__INFORMATION SUPPLIED__:

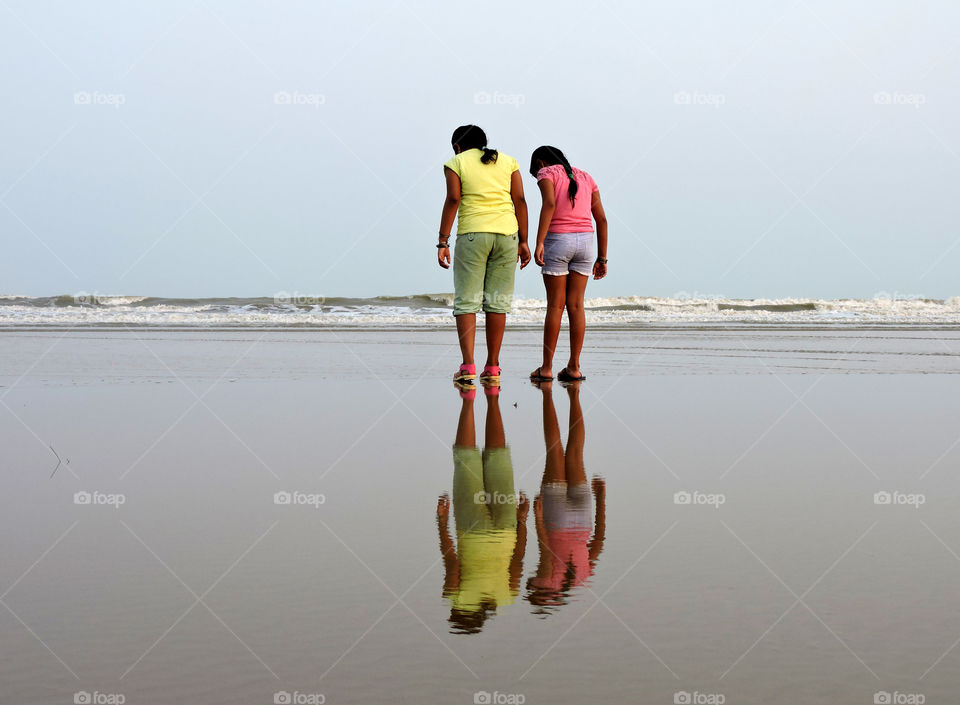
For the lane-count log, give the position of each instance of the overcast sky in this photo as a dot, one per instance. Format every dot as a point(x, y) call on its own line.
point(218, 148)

==

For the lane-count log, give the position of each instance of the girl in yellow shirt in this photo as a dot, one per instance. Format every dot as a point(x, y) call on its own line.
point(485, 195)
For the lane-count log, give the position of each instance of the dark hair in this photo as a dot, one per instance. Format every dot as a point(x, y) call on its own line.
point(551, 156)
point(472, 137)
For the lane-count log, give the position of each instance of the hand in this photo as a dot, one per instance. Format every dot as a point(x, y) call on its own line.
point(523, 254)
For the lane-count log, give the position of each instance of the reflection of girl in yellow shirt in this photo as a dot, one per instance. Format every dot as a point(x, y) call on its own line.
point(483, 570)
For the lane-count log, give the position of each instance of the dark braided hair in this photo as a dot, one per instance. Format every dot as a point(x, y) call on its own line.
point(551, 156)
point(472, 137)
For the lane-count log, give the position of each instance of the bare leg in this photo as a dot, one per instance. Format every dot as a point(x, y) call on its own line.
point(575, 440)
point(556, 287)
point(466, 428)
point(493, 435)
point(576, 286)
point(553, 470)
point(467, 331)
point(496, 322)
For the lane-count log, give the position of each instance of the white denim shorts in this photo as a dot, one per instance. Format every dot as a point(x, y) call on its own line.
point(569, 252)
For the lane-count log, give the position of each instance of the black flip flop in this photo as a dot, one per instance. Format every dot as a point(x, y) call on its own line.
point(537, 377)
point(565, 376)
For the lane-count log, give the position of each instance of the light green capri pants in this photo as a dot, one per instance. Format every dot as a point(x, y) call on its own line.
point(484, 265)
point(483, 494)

* * *

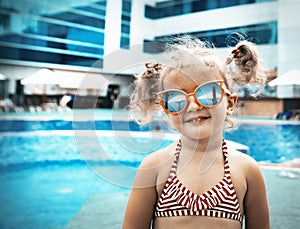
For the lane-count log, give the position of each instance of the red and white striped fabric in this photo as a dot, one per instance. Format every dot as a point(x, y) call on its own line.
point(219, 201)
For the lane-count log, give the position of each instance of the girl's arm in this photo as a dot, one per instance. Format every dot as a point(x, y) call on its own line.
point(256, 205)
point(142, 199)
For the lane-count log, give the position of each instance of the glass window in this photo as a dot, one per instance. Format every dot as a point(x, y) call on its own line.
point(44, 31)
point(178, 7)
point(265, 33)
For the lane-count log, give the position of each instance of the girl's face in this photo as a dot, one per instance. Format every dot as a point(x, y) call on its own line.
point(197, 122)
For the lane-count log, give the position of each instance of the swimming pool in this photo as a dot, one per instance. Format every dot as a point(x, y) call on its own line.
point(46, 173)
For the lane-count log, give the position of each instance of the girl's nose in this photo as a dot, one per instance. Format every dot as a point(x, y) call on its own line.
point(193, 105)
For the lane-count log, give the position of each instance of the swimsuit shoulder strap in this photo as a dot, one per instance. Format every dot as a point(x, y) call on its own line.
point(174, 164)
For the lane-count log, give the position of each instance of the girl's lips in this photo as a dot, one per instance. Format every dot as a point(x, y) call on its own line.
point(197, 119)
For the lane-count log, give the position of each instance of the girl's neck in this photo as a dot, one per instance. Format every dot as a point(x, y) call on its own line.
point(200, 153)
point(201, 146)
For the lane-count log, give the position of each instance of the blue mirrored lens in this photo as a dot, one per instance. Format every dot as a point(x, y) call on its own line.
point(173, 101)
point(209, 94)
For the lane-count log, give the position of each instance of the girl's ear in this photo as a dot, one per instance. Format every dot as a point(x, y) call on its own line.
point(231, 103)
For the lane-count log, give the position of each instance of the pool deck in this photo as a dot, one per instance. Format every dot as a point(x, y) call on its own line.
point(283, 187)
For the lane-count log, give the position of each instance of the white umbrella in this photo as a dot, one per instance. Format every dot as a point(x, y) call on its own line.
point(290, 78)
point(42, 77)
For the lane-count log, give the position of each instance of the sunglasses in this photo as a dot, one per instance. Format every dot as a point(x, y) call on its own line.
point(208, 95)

__EXERCISE AIM__: Reproduce the data from the line with "of the overcast" to the line with "point(218, 148)", both included, with the request kept as is and each point coordinate in the answers multiplied by 0.45 and rounded to a whole number, halves rounding up.

__THE COMPLETED TASK__:
For the lane-count log, give the position of each instance of the overcast sky in this photo as a dot, one per instance. Format every dot as a point(x, y) call on its own line.
point(98, 67)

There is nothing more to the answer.